EXCERTO DO TEXTO:
In this article, we suggest a reading of the formation of Anthropology in Portugal that considers that “nation-building” and “empire-building” were never very far from each other and tended to fade into one another. In fact, from a broader perspective, we see Anthropology in Portugal as part of what might be called a “fifth tradition” – that is, one that places itself beyond the four main imperial traditions of Anthropology (German, French, British and American). In this sense, their non-hegemonic cosmopolitanism places Portuguese social scientists in a position that is akin to that of the Japanese, the Indians or the Brazilians. In particular, Portugal’s place at a crossroads of the Euro-American routes of intellectual exchange and the South Atlantic routes has recently reaffirmed itself as an important mark in the way Portuguese social sciences intervene in the global scientific debate.

(Entradas de dados)
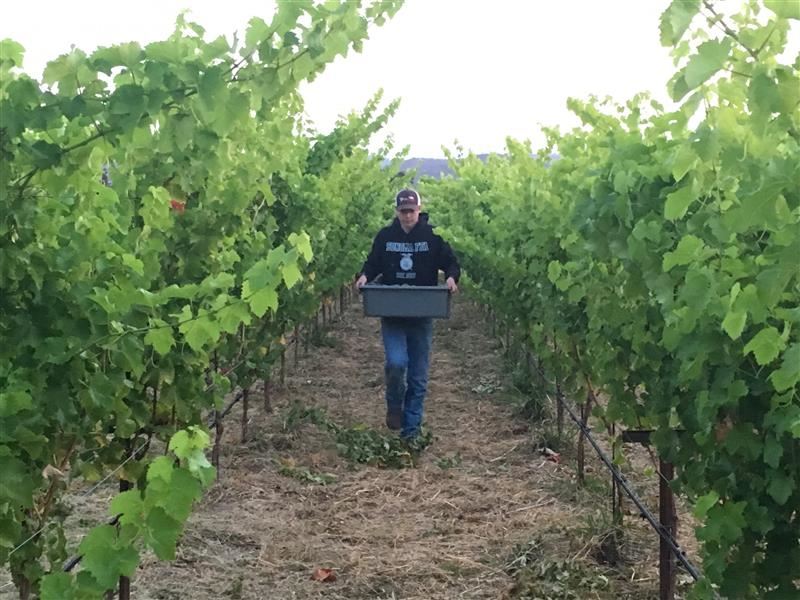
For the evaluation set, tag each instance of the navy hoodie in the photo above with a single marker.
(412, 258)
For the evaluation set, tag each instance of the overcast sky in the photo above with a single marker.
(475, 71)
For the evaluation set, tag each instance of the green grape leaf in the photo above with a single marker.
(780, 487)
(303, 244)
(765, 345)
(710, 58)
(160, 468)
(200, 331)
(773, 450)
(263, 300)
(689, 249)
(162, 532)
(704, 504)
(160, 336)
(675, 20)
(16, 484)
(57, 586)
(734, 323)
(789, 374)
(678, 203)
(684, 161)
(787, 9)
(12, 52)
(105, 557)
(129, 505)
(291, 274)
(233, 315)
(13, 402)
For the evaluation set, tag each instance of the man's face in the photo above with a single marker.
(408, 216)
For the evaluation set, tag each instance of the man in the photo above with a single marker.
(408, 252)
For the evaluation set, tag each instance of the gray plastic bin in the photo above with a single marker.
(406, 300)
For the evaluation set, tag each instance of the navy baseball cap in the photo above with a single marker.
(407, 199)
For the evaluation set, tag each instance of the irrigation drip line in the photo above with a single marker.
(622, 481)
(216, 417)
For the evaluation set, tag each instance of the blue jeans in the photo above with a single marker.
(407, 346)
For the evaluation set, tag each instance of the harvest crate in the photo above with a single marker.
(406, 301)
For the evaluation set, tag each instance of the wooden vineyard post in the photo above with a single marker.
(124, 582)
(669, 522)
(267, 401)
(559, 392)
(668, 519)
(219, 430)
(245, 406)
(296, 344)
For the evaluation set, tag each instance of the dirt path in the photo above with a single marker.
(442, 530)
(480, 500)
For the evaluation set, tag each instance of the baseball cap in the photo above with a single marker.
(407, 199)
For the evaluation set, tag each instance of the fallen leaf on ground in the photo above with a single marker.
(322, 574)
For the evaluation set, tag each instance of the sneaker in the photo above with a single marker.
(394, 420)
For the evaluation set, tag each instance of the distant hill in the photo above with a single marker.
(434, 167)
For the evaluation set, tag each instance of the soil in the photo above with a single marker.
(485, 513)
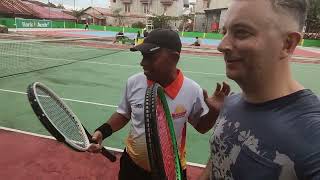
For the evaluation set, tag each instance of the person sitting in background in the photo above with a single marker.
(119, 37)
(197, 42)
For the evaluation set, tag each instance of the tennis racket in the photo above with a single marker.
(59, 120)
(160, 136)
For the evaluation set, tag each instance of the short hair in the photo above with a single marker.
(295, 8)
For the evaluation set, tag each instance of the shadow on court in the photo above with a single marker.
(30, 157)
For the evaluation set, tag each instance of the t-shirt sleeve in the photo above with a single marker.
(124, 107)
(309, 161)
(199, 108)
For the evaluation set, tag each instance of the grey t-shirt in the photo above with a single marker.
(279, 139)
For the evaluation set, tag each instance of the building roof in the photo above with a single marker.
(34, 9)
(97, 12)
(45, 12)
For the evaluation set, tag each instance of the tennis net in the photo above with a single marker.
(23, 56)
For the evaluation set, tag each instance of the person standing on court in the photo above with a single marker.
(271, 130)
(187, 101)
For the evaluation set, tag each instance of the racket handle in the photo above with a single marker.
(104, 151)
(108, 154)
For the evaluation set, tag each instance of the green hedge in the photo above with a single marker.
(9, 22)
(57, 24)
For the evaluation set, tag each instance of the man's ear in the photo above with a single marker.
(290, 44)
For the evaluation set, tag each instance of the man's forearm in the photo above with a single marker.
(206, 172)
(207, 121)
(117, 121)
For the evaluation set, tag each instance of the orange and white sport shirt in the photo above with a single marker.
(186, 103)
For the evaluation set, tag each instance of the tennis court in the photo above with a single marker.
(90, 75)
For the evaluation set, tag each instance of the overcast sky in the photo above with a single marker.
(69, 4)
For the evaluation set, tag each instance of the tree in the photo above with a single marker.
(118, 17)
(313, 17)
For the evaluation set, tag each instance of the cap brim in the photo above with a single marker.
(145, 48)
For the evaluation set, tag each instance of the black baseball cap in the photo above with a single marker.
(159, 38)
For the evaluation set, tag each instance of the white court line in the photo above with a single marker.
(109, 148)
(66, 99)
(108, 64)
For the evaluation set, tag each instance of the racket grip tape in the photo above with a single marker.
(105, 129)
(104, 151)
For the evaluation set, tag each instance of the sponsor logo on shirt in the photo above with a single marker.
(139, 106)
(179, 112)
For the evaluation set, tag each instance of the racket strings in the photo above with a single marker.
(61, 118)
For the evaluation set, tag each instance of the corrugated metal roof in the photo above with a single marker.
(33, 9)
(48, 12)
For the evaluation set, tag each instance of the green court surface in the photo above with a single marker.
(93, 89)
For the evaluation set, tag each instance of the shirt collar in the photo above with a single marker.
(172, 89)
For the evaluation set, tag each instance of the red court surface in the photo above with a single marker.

ENUNCIADO DO PROBLEMA: Pode reproduzir na íntegra, sem alterar nada, o excerto sobre a formação da antropologia em Portugal? As linhas acima não têm qualquer papel aqui.

RESPOSTA ABAIXO:
In this article, we suggest a reading of the formation of Anthropology in Portugal that considers that “nation-building” and “empire-building” were never very far from each other and tended to fade into one another. In fact, from a broader perspective, we see Anthropology in Portugal as part of what might be called a “fifth tradition” – that is, one that places itself beyond the four main imperial traditions of Anthropology (German, French, British and American). In this sense, their non-hegemonic cosmopolitanism places Portuguese social scientists in a position that is akin to that of the Japanese, the Indians or the Brazilians. In particular, Portugal’s place at a crossroads of the Euro-American routes of intellectual exchange and the South Atlantic routes has recently reaffirmed itself as an important mark in the way Portuguese social sciences intervene in the global scientific debate.